GIVEN INFORMATION
-*-
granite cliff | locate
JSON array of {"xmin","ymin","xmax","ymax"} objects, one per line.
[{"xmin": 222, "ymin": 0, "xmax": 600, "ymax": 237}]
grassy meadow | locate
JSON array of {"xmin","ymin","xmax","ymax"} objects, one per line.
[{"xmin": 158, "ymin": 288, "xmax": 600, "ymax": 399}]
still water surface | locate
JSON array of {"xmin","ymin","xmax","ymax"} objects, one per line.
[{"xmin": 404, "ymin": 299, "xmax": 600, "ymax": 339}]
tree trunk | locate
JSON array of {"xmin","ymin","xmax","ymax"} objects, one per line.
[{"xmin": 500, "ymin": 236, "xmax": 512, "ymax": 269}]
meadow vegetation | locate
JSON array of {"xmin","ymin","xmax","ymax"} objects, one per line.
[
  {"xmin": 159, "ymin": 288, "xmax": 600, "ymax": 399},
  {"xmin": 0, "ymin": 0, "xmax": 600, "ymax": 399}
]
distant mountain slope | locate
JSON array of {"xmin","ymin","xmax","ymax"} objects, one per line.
-*-
REQUEST
Copy the entries above again, switching each "locate" to "detect" and leaving everything else unchanged.

THE RESPONSE
granite cliff | detect
JSON array of {"xmin","ymin","xmax","ymax"} objects, one per line.
[{"xmin": 222, "ymin": 0, "xmax": 600, "ymax": 237}]
grassy meadow | detect
JSON array of {"xmin","ymin","xmax","ymax"} objects, one per line.
[{"xmin": 158, "ymin": 288, "xmax": 600, "ymax": 399}]
still water surface | detect
JSON array of {"xmin","ymin","xmax","ymax"} objects, one per line.
[{"xmin": 404, "ymin": 299, "xmax": 600, "ymax": 339}]
tree trunk | detect
JSON array of {"xmin","ymin","xmax","ymax"} objects, one per line.
[{"xmin": 500, "ymin": 236, "xmax": 512, "ymax": 269}]
meadow vegetation | detect
JSON array of {"xmin","ymin","xmax","ymax"} objects, one per line.
[
  {"xmin": 159, "ymin": 288, "xmax": 600, "ymax": 399},
  {"xmin": 0, "ymin": 0, "xmax": 600, "ymax": 399}
]
distant mountain slope | detect
JSON array of {"xmin","ymin","xmax","ymax"} objects, one per line.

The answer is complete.